Image point grounding data
☆ ☆ ☆ ☆ ☆
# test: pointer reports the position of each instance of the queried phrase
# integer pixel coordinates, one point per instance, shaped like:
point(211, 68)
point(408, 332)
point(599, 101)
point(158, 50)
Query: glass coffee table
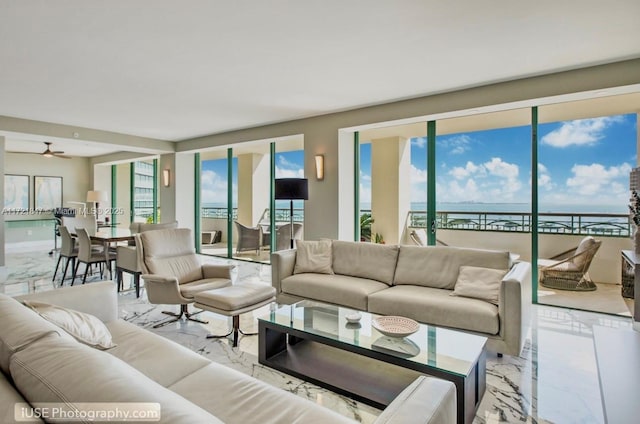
point(313, 341)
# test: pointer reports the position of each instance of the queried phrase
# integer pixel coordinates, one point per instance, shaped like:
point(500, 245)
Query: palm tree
point(365, 226)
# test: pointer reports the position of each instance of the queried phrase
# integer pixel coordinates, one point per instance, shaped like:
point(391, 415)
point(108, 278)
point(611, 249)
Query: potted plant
point(634, 209)
point(365, 226)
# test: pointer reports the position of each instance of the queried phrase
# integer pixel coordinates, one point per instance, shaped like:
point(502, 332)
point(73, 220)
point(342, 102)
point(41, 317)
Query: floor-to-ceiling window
point(235, 197)
point(585, 156)
point(142, 191)
point(482, 182)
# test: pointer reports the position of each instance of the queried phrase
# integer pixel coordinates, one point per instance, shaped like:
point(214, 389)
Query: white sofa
point(42, 363)
point(415, 282)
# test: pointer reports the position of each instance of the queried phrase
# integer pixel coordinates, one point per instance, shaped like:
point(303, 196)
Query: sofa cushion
point(365, 260)
point(83, 327)
point(171, 252)
point(143, 226)
point(63, 370)
point(248, 400)
point(9, 396)
point(479, 283)
point(337, 289)
point(19, 327)
point(140, 349)
point(313, 256)
point(438, 267)
point(435, 306)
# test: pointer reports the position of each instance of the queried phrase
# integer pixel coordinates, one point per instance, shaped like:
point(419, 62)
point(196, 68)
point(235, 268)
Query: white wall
point(75, 175)
point(324, 216)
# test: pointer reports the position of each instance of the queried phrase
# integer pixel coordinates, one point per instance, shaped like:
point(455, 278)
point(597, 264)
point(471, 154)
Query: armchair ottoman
point(233, 301)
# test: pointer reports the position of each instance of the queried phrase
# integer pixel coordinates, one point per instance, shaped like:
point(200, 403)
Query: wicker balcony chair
point(249, 238)
point(571, 273)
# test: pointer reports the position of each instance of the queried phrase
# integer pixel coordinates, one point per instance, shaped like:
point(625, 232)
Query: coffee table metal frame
point(356, 367)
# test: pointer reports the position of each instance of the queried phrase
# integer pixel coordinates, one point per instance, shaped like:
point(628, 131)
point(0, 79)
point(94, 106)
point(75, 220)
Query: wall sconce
point(319, 167)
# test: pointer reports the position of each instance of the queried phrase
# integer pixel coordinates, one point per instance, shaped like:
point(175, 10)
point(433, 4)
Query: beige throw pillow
point(479, 283)
point(313, 256)
point(83, 327)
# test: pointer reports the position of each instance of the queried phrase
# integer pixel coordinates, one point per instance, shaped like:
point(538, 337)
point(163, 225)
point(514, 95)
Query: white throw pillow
point(313, 256)
point(479, 283)
point(85, 328)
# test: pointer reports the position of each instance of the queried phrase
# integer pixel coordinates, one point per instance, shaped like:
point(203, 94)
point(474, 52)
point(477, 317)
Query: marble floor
point(554, 380)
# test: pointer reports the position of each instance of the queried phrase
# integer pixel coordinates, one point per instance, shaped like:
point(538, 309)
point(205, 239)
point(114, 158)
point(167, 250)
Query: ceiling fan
point(48, 153)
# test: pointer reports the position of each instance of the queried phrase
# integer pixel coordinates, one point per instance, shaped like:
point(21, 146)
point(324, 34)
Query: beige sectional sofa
point(39, 362)
point(416, 282)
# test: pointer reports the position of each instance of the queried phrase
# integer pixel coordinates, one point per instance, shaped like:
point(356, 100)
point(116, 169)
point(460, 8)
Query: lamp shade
point(291, 189)
point(97, 196)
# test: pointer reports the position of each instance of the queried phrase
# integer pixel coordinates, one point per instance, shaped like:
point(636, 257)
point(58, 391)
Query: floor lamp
point(291, 189)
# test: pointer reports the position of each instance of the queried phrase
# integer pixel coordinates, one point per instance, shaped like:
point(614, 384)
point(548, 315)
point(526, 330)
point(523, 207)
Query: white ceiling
point(176, 70)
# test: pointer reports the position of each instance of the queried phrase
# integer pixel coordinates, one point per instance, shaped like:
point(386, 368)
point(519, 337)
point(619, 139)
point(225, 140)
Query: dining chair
point(89, 256)
point(67, 250)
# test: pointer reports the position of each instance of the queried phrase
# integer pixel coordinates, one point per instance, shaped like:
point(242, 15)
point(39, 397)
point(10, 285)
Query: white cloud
point(470, 168)
point(365, 193)
point(596, 179)
point(499, 168)
point(544, 182)
point(418, 175)
point(456, 144)
point(214, 188)
point(493, 180)
point(579, 132)
point(456, 192)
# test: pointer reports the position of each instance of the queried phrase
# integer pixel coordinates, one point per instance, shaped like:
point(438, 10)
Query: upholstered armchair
point(127, 256)
point(172, 271)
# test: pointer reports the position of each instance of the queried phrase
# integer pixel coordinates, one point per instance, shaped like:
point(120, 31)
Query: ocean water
point(485, 207)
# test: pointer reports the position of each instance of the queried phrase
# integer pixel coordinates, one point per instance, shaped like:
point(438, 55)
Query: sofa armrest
point(99, 299)
point(217, 271)
point(282, 264)
point(427, 400)
point(514, 308)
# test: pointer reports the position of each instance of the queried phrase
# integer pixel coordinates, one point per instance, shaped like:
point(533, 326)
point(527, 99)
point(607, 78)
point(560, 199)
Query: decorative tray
point(395, 326)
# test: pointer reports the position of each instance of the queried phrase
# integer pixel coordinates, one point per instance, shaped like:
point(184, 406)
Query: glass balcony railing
point(613, 225)
point(282, 215)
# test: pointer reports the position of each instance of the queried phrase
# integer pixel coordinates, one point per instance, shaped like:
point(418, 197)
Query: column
point(2, 260)
point(253, 187)
point(390, 187)
point(177, 202)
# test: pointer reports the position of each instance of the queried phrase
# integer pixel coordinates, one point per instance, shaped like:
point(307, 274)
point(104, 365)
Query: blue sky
point(581, 162)
point(214, 176)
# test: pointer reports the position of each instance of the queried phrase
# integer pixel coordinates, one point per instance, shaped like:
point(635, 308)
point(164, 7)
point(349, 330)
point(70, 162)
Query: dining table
point(111, 236)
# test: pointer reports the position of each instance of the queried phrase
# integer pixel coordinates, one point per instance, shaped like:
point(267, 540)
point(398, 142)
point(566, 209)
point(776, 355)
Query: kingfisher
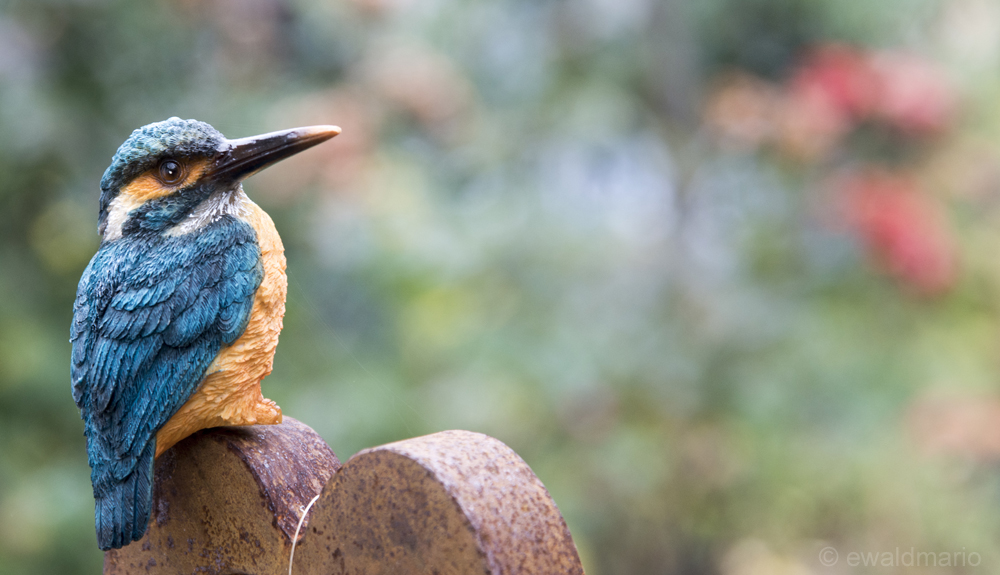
point(177, 316)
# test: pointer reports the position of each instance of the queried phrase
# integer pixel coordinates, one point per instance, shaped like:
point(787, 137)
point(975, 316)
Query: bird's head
point(165, 170)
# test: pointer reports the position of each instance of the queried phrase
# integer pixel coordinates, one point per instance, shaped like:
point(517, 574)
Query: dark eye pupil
point(170, 170)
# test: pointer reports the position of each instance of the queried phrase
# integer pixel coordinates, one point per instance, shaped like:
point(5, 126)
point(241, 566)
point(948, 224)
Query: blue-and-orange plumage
point(177, 315)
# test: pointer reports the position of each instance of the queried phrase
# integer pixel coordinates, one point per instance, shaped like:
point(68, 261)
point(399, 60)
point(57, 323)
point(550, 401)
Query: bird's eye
point(170, 171)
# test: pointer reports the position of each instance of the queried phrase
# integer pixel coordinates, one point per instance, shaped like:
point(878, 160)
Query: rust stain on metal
point(448, 503)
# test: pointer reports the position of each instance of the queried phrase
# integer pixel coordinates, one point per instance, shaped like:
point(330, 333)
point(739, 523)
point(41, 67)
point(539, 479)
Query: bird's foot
point(267, 412)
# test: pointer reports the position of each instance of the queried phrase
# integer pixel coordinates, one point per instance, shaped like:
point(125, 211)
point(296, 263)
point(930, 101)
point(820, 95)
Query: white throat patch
point(220, 203)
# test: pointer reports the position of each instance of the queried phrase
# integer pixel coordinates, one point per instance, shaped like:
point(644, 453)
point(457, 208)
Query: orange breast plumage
point(230, 392)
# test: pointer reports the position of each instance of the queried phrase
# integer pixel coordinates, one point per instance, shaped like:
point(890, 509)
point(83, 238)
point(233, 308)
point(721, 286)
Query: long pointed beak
point(244, 157)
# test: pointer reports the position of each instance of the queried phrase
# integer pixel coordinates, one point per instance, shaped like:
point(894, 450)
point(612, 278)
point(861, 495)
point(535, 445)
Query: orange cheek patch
point(148, 187)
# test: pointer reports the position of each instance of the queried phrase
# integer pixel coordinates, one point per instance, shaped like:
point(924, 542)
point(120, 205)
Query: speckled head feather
point(149, 144)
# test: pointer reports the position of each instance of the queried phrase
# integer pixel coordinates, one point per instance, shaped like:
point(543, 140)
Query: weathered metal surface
point(229, 500)
point(453, 502)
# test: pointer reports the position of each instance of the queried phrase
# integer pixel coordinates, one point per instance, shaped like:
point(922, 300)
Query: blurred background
point(725, 273)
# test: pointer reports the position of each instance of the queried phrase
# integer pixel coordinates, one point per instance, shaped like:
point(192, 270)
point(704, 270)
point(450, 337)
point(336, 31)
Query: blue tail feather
point(122, 512)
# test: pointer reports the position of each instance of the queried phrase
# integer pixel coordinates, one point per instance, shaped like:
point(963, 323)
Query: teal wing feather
point(151, 313)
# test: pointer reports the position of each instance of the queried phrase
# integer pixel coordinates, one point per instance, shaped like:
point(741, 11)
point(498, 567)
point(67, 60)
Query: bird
point(177, 315)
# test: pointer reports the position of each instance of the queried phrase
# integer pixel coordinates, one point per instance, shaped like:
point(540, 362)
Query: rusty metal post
point(230, 501)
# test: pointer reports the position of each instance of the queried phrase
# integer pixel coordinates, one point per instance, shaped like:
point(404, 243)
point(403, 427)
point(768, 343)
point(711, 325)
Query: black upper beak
point(244, 157)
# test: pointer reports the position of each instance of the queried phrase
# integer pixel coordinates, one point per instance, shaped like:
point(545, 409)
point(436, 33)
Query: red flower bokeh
point(904, 231)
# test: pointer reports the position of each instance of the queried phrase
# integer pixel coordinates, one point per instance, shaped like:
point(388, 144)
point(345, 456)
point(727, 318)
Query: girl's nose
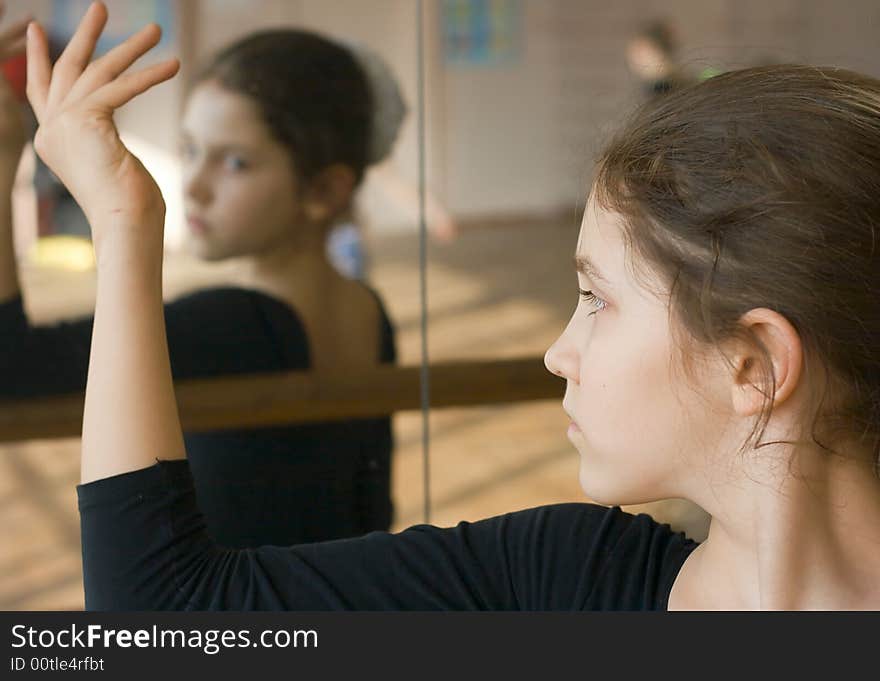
point(562, 360)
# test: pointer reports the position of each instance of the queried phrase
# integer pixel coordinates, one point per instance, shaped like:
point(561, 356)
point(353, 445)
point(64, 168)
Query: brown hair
point(311, 91)
point(761, 188)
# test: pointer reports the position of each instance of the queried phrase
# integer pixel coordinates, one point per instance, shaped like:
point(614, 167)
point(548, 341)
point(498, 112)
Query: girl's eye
point(187, 150)
point(592, 299)
point(235, 163)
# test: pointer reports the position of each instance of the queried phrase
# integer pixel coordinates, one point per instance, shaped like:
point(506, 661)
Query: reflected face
point(646, 60)
point(240, 189)
point(639, 431)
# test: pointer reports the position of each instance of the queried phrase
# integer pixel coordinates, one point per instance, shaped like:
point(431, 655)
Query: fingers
point(78, 53)
point(13, 33)
point(12, 49)
point(112, 64)
point(124, 88)
point(39, 69)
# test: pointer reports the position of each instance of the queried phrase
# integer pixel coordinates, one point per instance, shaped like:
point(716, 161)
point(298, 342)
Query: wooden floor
point(495, 292)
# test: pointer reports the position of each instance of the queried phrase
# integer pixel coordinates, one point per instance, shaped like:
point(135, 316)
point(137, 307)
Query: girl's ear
point(783, 344)
point(329, 193)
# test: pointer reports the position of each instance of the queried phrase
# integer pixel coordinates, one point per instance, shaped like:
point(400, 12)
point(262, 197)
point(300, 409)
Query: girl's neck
point(811, 542)
point(296, 267)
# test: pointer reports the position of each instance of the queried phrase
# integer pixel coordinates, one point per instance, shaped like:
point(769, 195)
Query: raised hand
point(77, 138)
point(12, 129)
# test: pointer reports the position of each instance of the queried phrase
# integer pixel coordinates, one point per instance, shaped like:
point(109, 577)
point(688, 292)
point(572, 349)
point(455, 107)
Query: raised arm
point(130, 414)
point(12, 140)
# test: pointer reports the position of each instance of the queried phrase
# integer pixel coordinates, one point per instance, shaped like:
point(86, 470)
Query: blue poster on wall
point(124, 18)
point(482, 32)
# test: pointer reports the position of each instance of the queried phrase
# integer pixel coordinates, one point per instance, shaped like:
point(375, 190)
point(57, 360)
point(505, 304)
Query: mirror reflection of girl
point(723, 350)
point(276, 136)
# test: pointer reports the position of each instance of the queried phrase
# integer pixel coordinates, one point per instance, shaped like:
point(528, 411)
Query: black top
point(145, 547)
point(279, 485)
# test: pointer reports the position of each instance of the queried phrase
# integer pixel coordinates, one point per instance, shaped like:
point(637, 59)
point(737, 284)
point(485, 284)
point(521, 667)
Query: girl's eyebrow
point(587, 267)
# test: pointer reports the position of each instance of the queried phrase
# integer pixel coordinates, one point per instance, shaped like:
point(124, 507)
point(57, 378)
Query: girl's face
point(240, 188)
point(642, 435)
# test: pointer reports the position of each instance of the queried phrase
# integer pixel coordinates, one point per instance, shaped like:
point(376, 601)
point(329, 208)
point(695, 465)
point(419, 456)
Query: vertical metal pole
point(423, 259)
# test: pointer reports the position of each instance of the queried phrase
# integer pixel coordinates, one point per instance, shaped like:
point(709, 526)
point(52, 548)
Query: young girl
point(276, 136)
point(728, 308)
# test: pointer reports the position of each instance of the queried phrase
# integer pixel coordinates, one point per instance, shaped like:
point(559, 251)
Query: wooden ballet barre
point(301, 397)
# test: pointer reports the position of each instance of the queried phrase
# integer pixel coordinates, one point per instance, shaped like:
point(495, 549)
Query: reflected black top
point(279, 485)
point(145, 548)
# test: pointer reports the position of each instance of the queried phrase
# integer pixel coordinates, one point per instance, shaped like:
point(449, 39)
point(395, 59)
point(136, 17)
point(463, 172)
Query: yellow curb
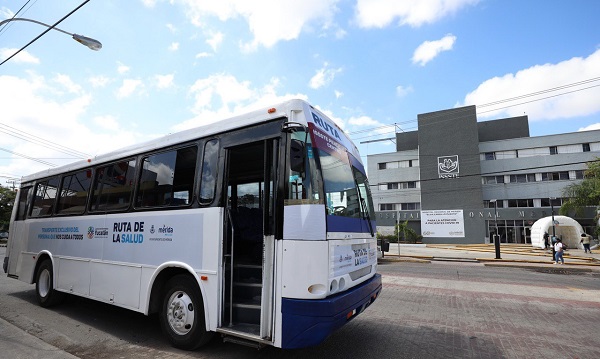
point(531, 261)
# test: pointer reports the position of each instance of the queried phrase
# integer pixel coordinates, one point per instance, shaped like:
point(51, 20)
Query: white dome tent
point(567, 229)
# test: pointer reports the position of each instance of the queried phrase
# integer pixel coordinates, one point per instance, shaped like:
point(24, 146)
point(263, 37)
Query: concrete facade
point(455, 163)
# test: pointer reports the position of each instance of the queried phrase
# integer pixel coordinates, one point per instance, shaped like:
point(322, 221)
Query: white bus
point(259, 228)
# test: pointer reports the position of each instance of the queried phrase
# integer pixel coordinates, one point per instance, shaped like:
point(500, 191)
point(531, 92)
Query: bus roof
point(283, 109)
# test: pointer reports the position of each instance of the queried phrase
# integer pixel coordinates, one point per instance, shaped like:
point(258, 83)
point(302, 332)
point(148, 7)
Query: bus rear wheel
point(182, 314)
point(44, 285)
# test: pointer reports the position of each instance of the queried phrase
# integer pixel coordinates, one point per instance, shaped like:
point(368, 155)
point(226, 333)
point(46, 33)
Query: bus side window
point(208, 177)
point(113, 186)
point(167, 179)
point(45, 195)
point(23, 205)
point(73, 193)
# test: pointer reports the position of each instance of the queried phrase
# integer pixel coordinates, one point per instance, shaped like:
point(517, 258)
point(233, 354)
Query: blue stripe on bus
point(308, 322)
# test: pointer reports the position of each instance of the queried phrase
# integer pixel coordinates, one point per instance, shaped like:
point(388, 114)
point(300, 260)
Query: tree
point(7, 201)
point(584, 194)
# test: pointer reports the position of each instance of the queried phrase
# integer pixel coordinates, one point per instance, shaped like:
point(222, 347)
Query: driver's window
point(302, 184)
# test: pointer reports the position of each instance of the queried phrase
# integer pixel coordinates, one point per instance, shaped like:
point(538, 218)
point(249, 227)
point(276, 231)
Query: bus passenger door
point(249, 244)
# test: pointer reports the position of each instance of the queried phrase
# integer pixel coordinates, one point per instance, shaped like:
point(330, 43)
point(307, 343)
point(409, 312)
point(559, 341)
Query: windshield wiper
point(363, 203)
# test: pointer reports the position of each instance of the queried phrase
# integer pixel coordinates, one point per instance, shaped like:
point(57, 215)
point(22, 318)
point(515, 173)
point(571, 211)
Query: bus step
point(242, 341)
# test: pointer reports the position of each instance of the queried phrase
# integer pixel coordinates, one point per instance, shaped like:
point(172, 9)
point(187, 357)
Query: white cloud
point(270, 21)
point(164, 81)
point(216, 38)
point(99, 81)
point(402, 91)
point(595, 126)
point(428, 50)
point(382, 13)
point(149, 3)
point(68, 84)
point(121, 68)
point(578, 99)
point(107, 122)
point(222, 96)
point(323, 77)
point(363, 121)
point(171, 28)
point(128, 87)
point(30, 105)
point(23, 57)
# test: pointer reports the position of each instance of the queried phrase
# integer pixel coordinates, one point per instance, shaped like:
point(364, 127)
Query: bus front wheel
point(44, 285)
point(182, 314)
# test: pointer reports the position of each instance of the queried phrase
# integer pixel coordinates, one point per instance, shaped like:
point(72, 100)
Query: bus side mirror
point(297, 156)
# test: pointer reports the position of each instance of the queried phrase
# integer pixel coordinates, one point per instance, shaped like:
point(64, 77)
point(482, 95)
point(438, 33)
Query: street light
point(553, 222)
point(496, 236)
point(87, 41)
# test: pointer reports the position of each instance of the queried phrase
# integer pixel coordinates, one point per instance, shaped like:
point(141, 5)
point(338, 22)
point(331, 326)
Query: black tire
point(182, 314)
point(44, 285)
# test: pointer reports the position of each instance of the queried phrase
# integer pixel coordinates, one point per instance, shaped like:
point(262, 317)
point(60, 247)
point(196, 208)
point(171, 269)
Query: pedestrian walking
point(554, 238)
point(585, 240)
point(559, 249)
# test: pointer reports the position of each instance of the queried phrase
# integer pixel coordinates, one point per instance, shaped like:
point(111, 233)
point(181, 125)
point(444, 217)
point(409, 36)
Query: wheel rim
point(180, 313)
point(44, 283)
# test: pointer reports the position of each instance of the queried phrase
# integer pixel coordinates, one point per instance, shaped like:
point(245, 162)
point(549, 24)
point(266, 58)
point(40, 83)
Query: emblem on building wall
point(448, 166)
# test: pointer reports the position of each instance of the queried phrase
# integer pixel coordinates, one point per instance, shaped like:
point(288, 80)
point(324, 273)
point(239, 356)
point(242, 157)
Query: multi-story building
point(477, 176)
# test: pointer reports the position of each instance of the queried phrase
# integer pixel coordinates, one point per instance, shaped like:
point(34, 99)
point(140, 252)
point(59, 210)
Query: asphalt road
point(426, 310)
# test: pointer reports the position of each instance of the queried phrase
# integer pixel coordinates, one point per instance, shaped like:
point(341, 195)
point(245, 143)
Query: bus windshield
point(346, 188)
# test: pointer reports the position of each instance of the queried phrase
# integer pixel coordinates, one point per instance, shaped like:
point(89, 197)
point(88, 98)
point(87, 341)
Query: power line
point(28, 157)
point(498, 102)
point(12, 131)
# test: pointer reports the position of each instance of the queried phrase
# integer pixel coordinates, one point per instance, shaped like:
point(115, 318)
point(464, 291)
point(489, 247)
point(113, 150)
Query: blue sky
point(166, 66)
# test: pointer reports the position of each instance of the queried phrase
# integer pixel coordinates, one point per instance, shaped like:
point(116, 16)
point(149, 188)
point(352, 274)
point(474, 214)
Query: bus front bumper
point(308, 322)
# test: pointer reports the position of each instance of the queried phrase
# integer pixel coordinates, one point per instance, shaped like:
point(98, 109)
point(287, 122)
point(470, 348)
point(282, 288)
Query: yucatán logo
point(325, 126)
point(448, 166)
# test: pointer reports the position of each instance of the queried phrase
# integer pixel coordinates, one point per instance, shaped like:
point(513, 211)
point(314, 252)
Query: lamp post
point(553, 224)
point(496, 236)
point(93, 44)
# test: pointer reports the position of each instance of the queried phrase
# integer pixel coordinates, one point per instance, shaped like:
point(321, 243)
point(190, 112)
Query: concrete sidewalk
point(510, 254)
point(16, 343)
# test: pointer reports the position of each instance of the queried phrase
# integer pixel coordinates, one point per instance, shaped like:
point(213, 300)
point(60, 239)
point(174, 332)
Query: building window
point(586, 147)
point(520, 203)
point(555, 176)
point(415, 206)
point(493, 179)
point(387, 207)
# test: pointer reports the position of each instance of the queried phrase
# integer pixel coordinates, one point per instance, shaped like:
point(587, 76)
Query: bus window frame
point(139, 172)
point(88, 196)
point(32, 202)
point(90, 210)
point(217, 188)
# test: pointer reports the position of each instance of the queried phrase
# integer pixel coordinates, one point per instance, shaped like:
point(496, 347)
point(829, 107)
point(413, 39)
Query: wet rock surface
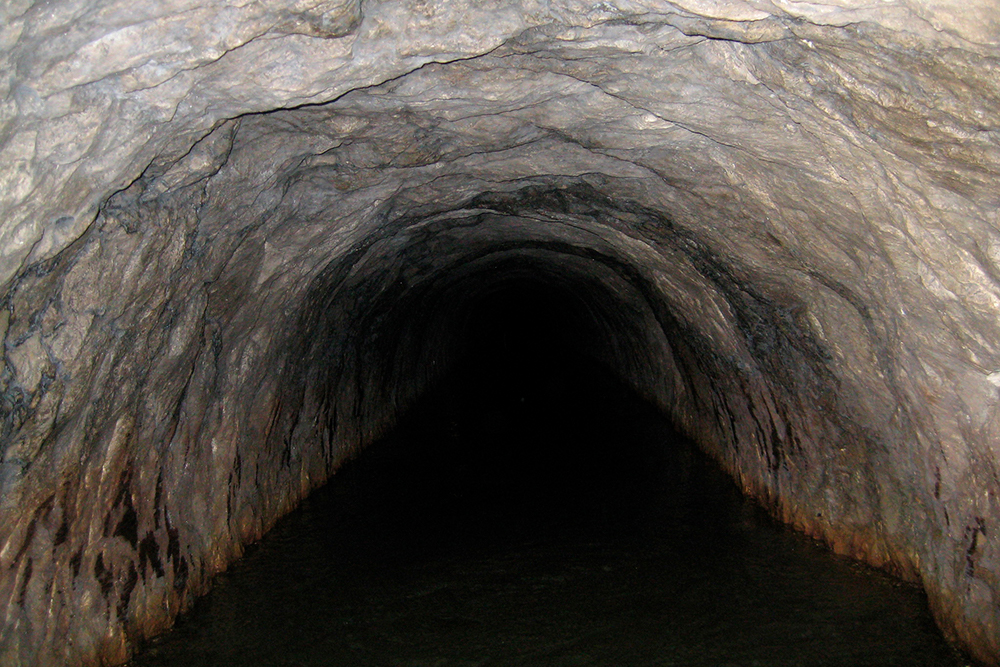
point(570, 528)
point(238, 241)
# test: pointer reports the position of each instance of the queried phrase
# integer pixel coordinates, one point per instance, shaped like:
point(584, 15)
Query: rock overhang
point(786, 220)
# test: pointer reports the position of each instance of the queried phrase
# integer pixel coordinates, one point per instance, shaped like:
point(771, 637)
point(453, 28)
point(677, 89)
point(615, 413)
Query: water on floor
point(548, 521)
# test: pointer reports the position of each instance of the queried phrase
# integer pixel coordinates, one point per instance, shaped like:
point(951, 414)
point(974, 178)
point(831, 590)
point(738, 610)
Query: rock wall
point(238, 239)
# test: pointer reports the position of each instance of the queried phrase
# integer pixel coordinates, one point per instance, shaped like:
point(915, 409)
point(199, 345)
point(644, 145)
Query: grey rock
point(212, 216)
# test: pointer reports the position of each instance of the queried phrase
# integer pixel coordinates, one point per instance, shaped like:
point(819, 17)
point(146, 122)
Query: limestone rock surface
point(237, 239)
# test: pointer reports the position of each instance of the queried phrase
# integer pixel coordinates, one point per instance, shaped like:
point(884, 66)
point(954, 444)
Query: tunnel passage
point(234, 252)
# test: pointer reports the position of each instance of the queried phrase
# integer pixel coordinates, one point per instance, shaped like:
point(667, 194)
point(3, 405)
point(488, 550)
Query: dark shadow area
point(536, 513)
☆ ☆ ☆ ☆ ☆
▸ **What you will do**
Each line from the start of the entries above through the line with "point(303, 196)" should be duplicated exactly, leaving out the pictures.

▸ **Completed exercise**
# test: pointer reports the position of each instance of the queried phrase
# integer pixel coordinates, one point per instance, shaped like:
point(211, 68)
point(408, 332)
point(599, 101)
point(158, 50)
Query: glass coffee table
point(313, 341)
# test: pointer reports the position of each instance of the queried phrase
# integer pixel coordinates, one point per instance, shaped like:
point(500, 245)
Query: palm tree
point(365, 226)
# test: pointer reports the position of each instance of the queried phrase
# integer pixel coordinates, one point per instance, shaped like:
point(391, 415)
point(108, 278)
point(611, 249)
Query: potted plant
point(634, 209)
point(365, 226)
# test: pointer reports the position of each instance of the queried phrase
# integer pixel coordinates, one point per instance, shaped like:
point(502, 332)
point(73, 220)
point(342, 102)
point(41, 317)
Query: floor-to-ceiling window
point(235, 197)
point(585, 156)
point(142, 191)
point(482, 182)
# test: pointer reports the position of each instance of the queried phrase
# integer pixel coordinates, one point per instance, shaped like:
point(214, 389)
Query: white sofa
point(42, 363)
point(415, 282)
# test: pointer reports the position of each instance of the queried phrase
# integer pixel coordinates, one point per instance, shaped like:
point(303, 196)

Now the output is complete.